▶ DATASET ENTRIES:
---*---
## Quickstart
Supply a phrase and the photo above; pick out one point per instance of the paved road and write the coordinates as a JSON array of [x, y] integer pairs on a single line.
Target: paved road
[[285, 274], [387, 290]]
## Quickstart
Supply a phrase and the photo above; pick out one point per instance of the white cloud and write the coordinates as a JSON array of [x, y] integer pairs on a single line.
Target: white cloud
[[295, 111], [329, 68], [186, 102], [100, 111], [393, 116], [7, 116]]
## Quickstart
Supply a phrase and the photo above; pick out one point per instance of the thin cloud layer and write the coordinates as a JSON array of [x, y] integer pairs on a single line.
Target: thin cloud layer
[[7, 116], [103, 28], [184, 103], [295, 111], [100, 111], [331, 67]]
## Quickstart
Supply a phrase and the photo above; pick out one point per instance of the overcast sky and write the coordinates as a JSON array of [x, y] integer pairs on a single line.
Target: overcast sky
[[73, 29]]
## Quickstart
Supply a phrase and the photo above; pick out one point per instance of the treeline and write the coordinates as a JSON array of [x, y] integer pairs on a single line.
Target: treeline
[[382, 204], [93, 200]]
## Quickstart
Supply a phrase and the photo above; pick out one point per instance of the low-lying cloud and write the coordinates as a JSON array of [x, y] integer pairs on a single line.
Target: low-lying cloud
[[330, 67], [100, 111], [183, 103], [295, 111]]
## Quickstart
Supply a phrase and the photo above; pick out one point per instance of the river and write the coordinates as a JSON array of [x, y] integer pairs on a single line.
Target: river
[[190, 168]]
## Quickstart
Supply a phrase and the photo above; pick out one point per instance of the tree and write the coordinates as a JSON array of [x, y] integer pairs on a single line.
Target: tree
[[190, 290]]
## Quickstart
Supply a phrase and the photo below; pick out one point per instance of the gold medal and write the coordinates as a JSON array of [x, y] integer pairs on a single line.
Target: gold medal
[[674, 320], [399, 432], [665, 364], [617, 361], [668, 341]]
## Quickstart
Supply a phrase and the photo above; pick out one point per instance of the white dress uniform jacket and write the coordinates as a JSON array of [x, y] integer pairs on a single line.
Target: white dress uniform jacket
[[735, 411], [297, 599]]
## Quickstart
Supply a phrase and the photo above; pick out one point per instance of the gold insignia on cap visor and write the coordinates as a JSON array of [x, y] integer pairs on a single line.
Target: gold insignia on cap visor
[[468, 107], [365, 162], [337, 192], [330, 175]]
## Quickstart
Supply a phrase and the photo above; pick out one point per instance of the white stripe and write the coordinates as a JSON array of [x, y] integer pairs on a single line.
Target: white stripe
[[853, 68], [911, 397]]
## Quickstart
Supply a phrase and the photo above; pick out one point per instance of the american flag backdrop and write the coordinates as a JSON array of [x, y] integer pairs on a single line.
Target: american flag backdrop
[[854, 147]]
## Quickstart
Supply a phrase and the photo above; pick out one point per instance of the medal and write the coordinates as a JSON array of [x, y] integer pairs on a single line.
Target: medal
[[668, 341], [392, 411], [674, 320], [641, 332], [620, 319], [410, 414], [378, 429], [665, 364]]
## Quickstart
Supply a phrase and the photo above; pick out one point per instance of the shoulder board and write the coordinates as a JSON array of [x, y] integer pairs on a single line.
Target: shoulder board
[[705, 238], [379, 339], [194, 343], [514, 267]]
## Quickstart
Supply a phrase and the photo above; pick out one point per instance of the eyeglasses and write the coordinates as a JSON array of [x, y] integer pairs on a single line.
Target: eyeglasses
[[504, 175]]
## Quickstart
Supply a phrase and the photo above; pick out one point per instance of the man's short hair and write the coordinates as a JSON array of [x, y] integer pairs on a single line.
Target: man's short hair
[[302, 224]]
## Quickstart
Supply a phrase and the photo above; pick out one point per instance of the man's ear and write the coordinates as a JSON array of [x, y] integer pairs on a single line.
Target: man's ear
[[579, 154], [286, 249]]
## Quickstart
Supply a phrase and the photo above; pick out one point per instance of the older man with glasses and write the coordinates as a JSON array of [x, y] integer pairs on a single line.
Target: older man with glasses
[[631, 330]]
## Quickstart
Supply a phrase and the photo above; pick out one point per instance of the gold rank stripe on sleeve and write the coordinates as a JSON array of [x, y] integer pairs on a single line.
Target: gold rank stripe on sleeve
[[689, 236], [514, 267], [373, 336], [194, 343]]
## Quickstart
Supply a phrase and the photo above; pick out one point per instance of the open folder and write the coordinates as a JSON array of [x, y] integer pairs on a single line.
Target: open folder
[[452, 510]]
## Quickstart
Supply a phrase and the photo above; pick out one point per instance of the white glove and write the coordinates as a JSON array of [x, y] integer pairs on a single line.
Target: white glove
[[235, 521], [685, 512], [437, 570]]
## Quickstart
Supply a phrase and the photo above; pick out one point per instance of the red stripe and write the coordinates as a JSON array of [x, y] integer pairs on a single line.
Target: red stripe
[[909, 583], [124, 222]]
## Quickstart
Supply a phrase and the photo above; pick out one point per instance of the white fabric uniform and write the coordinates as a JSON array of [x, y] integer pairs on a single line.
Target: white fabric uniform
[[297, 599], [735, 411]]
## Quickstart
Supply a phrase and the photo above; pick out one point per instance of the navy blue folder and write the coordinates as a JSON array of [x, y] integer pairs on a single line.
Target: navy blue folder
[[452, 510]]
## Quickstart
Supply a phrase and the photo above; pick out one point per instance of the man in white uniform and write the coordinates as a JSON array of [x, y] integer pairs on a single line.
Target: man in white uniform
---*---
▶ TASK DIRECTIONS:
Exactly as given, restate all the lines above.

▶ RESULT OF THE EXERCISE:
## Quickstart
Supply a phrase and the photo above; pick out one point per instance of the paved road and write the coordinates as a JSON array of [x, y] integer pairs on a single line.
Target: paved road
[[285, 274], [387, 290]]
## Quickstart
Supply a phrase and the photo above; pick out one point per instance of the white cloud and write the coordinates as a JSON array of [x, y] integer pairs on a single line.
Target: white cloud
[[295, 111], [329, 68], [186, 102], [100, 111], [393, 116], [7, 116]]
## Quickstart
Supply a phrase and the photo above; pick out one point per instance of the thin cloud layer and write the coordinates as a JSON array of [x, y] integer pairs on a single line.
Target: thin cloud layer
[[7, 116], [103, 28], [184, 103], [295, 111], [100, 111], [331, 67]]
## Quickstart
Supply a phrase and the photo above; pick out one point per instance of the overcast sky and write the coordinates as a JSON array of [x, y] integer pairs on a single line.
Target: overcast sky
[[73, 29]]
## Quickstart
Supply a phrase and the photo above; pick out one point per instance of the treeline and write the coordinates as a JSON array of [x, y] integer pairs on a single line.
Target: treeline
[[382, 204], [93, 200]]
## Quickstart
Supply a phrase and the photo above; pick out one point per instance of the low-lying cloud and write the coordinates as a JSON array of [x, y] integer pairs on a single line.
Target: low-lying cloud
[[330, 67], [100, 111], [183, 103], [295, 111]]
## Quickstart
Supply a phrase and the photo above; pick out one point per instance of the river and write the coordinates as a JSON array of [x, y] integer pairs on a single line.
Target: river
[[190, 168]]
## Quickstart
Supply a phrase and the photo above; pick out one point per instance of the tree and write the coordinates as a JSON array of [x, y] integer pairs on a single line.
Target: tree
[[190, 290]]
## Quickstart
Supply a phrase and the photo below; pick out one point per instance of the gold medal and write the coordinates as a JSON array of [x, y] integer pairs on a single line.
Target: gold medal
[[674, 320], [399, 432], [665, 364], [617, 361], [668, 341]]
## Quickstart
Supply a phrase and the photo above; pick out one point per instance of the white dress uniform jacket and write the coordinates as a JSON array of [x, y] integer pairs on a single line.
Target: white dress uniform jacket
[[735, 411], [297, 599]]
## Quickstart
Supply a phrase and the photo above; pick out one point per instance of the gold insignia on cap visor and write the coordinates as a JSON array of [x, y] integer pairs on a single line.
Target: gold insignia on cap visor
[[468, 107], [365, 162], [337, 192], [330, 175]]
## Quickstart
Supply a phrase and the photo above; pick out one point per instance of the white stripe and write the coordinates as a JSON array of [x, y] integer pairs on a single line.
Target: white stripe
[[853, 68], [911, 397]]
## Quickstart
Supply a phrase and the photo above; pick out one point per instance of the american flag backdrop and write the coordinates as a JSON array of [x, y] integer pairs on a single line.
Target: american flag backdrop
[[854, 147]]
## Quickstart
Supply a phrase and the photo above; pick out one point per instance of the medal and write the coordinates as a JSON array of [x, y] integer pairs on a single line.
Target: medal
[[668, 341], [392, 411], [674, 320], [641, 332], [620, 319], [410, 414], [378, 429], [665, 364]]
## Quickstart
Supply a phrase and the photo above; pick out one point per instance of the shoulder board and write the coordinates as a JSON array of [x, y] integer pairs on a single line.
Target: shoulder board
[[705, 238], [379, 339], [194, 343], [514, 267]]
## Quickstart
Supply a phrase and the photo above; pick out one point per instance of the eyeglasses and write the coordinates as a JSON array of [x, y] integer pairs on a single line.
Target: eyeglasses
[[504, 175]]
## Quickstart
Supply a phrase and the photo above; pick out one point per instance of the man's short hair and write the coordinates as a JSON array of [x, y] integer pairs on a single line.
Target: man's short hair
[[302, 224]]
## Quickstart
Supply a phrase and the photo above; pick out one point per instance of the man's ear and write the coordinates as a JSON array of [x, y] integer pairs on a single line.
Target: man's ear
[[579, 154], [286, 249]]
## Quickstart
Supply a phrase and the photo above; pick out one point per instance of the older man with glasses and write the coordinates as a JSON array of [x, y] integer pairs on a single line.
Target: older man with glasses
[[631, 330]]
## Quickstart
Supply a phrase and the photo above; pick out one point per instance of the gold rank stripe on sleeve and write the coordinates as a JSON array of [x, y] integer pairs on a single line.
Target: gold rank stripe on sleeve
[[689, 236], [514, 267], [373, 336], [194, 343]]
## Quickstart
Supply a phrase and the photo above; pick out one point per instance of the open folder and write the coordinates as a JSON array of [x, y] integer pairs on a single line.
Target: open folder
[[452, 510]]
## Quickstart
Supply a phrase and the photo above; pick out one point per instance of the white glove and write the coordinates as a JSON array of [x, y] integer pairs on a single line.
Target: white glove
[[235, 521], [685, 512], [437, 570]]
## Quickstart
Supply a phrase and the photo above; pick out one point per instance of the red stripe and write the coordinates as a JSON array of [x, y] integer pairs on a single line.
Target: red stripe
[[909, 583], [124, 222]]
## Quickstart
Supply a phrase and the photo above; pick out one point per instance of the white fabric uniform and write the coordinates as a JSON array of [x, y] integer pairs on a single line.
Target: white fabric uniform
[[297, 599], [735, 411]]
## Quickstart
Supply a phrase and the photo above; pick out one point per instance of the navy blue folder and write the coordinates as a JSON array of [x, y] integer pairs on a single line.
Target: navy blue folder
[[452, 510]]
## Quickstart
Supply a phrase and the photo above; pick out one point per instance of the man in white uniform and write the coordinates as a JSON array of [x, y] integer pairs on a single line.
Target: man in white uniform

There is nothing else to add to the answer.